#### TASK A:
Reproduce word for word the portion of the Attorney General passage that begins at the words "The Attorney General shall" and ends after the words "required by law.".
#### TASK B:
According to the Attorney General passage, to whom must the Attorney General give legal advice in writing, and under what condition?
#### TASK C:
Continue the Attorney General passage from the point where it stops.

#### DOCUMENT EXTRACT:

────────

The Attorney General shall represent the State in all suits and pleas in the Supreme Court of the State in which the State may be a party, and shall especially inquire into the charter rights of all private corporations, and from time to time, in the name of the State, take such action in the courts as may be proper and necessary to prevent any private corporation from exercising any power or demanding or collecting any species of taxes, tolls, freight or wharfage not authorized by law. He shall, whenever sufficient cause exists, seek a judicial forfeiture of such charters, unless otherwise expressly directed by law, and give legal advice in writing to the Governor and other executive officers, when requested by them, and perform such other duties as may be required by law.

Editor Comments

Whether the attorney general or the county and district attorneys (see Article V, Section 21) are required to represent the state in certain cases has been the subject of several Texas Supreme Court decisions.

Attorney Steve Smith

Recent Decisions

  • Perry v. Del Rio, 67 S.W.3d 85, 92 (Tex. 2001) (citations omitted) ("We have recognized that the Attorney General, as the State's chief legal officer, has broad discretionary power in carrying out his responsibility to represent the State. But we have held that this power does not permit the Attorney General 'to effectuate a valid reapportionment of senatorial districts himself,' because only the trial court's judgment can accomplish this when the Legislature fails to act. This is because the Attorney General can only act within the limits of the Texas Constitution and statutes, and courts cannot enlarge the Attorney General's powers.")

Historic Decisions

  • State v. Thomas, 766 S.W.2d 217, 219 (Tex. 1989) ("We conclude that article IV, section 22 uses the term 'courts' in a generic sense to refer to an adjudicative forum. It is implied within the meaning of this constitutional provision that the Attorney General will be able to take action in the adjudicative forum of first jurisdiction regardless of whether the label attached to that forum is 'court' or 'agency.' . . . The legislature cannot by statute abrogate the Attorney General's constitutional grant of power. Only by constitutional amendment can the legislature alter the constitutional balance of powers; it cannot do so by legislation.")

────────

#### RECORD EXCERPTS:
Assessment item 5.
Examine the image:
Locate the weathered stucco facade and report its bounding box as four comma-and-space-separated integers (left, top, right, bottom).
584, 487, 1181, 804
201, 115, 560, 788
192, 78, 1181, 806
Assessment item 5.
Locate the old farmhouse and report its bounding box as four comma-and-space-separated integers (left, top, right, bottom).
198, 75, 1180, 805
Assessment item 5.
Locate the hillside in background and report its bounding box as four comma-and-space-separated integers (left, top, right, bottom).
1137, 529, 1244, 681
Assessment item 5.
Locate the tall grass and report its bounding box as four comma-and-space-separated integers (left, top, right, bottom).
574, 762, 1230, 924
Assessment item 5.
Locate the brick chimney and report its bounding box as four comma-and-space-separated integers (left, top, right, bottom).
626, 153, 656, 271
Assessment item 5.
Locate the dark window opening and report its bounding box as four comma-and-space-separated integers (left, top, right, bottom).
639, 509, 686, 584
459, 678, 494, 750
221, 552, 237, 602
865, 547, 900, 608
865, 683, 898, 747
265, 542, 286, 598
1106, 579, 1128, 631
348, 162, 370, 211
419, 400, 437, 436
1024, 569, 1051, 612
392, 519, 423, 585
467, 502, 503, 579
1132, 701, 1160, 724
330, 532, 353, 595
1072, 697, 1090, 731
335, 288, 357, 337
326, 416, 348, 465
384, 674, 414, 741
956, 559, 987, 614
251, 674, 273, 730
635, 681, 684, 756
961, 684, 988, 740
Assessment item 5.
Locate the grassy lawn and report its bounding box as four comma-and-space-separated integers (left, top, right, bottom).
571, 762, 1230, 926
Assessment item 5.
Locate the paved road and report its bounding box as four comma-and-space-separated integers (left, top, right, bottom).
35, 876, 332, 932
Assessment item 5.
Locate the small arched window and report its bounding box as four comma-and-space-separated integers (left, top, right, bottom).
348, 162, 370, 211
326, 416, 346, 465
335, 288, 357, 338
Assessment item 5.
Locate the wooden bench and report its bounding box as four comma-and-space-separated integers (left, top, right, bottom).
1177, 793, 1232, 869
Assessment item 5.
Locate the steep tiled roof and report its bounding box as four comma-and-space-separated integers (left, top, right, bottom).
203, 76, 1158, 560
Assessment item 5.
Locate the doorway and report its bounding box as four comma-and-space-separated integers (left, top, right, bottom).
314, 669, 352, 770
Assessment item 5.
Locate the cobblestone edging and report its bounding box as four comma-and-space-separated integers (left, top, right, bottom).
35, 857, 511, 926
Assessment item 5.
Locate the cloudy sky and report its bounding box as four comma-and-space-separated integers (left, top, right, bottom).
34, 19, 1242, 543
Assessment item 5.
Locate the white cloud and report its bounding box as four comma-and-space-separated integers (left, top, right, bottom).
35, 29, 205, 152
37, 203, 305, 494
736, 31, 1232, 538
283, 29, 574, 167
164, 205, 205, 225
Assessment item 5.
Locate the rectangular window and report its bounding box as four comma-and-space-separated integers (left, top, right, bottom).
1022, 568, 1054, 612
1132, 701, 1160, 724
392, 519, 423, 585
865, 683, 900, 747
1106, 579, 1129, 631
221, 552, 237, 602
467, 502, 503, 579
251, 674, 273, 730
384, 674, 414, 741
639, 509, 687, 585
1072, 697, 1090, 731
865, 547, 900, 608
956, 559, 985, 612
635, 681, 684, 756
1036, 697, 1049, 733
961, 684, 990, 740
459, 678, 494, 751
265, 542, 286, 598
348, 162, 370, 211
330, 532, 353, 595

────────

#### WRITTEN RESPONSE A:
The Attorney General shall represent the State in all suits and pleas in the Supreme Court of the State in which the State may be a party, and shall especially inquire into the charter rights of all private corporations, and from time to time, in the name of the State, take such action in the courts as may be proper and necessary to prevent any private corporation from exercising any power or demanding or collecting any species of taxes, tolls, freight or wharfage not authorized by law. He shall, whenever sufficient cause exists, seek a judicial forfeiture of such charters, unless otherwise expressly directed by law, and give legal advice in writing to the Governor and other executive officers, when requested by them, and perform such other duties as may be required by law.

#### WRITTEN RESPONSE B:
To the Governor and other executive officers, when they request it.

#### WRITTEN RESPONSE C:
  • State v. Southwestern Bell Telephone Co., 526 S.W.2d 526, 531 (Tex. 1975) ("It is our further opinion that the Constitution of Texas confers on the Attorney General the authority to institute and maintain suit in the name of the State to restrain Bell from exacting unreasonably high charges for its intrastate telephone services in Texas . . . . It is self-evident, in our view, that the demand and collection by Bell of unreasonably high—and hence unlawful—charges for the use of its intrastate telephone service by the people of Texas would be an abuse of its corporate power as a public utility, the prevention of which would subserve the public interest.")
  • Ex parte Hughes, 129 S.W.2d 270, 277 (Tex. 1939) ("It was held that no such power existed in the Attorney General. The rule applied by us in the instant case is fundamentally the same as the rule applied in Allred v. Beggs, supra. The rule is: When the sovereignty goes into the courts it has created, it goes, not as the sovereignty, but as any other litigant. Anderson, Clayton & Co. v. State, 122 Tex. 530, 62 S.W.2d 107, 110. Any other rule would be destructive of our fundamental law which divides the powers of government into three co-ordinate branches, and furthermore any other rule would be contrary to the very basic principles of our judicial system.")
  • Camp v. Gulf Prod. Co., 61 S.W.2d 773, 777 (Tex. 1933) ("[A]n act will not be held unconstitutional, as violative of the above-named constitutional provisions, unless it, by plain and unambiguous language, deprives the county and district attorneys and the Attorney General of their authority to represent the state in the suits prosecuted under such act. There is nothing in the instant act to indicate any purpose or intention to curtail or abridge any right or duty conferred or imposed by the Constitution, the statute, or the common law, upon county and district attorneys, and the Attorney General to represent the interest of the state in all such proceeding.")
  • Jones v. Williams, 45 S.W.2d 130, 131 (Tex. 1931) ("For many years the Attorney General's department has ruled that there was no constitutional basis for the enactment of measures of this character, except section 10 of article 8, authorizing the release of taxes . . . . However, when a controversy finally reaches the courts for determination, the opinions of the Attorney Generals, rendered in due course, while entitled to careful consideration by the courts, and quite generally regarded as highly persuasive, are not binding on the judiciary, and it is our duty now to enter upon an independent inquiry as to the validity of the act before us.")
  • State v. International & G. N. R. Co., 35 S.W. 1067, 1068 (Tex. 1896) ("We are of the opinion that the conferring upon the attorney general [in Article IV, Section 22] of the specific authority to 'take such action in the courts as may be proper and necessary to prevent any private corporation from exercising any power * * * not authorized by law' evidences an intent to make such authority exclusive in such officer, and must be held as an exception to the general authority conferred upon the county attorney [in Article V, Section 21] to 'represent the state in all cases in the district and inferior courts in their respective counties.'")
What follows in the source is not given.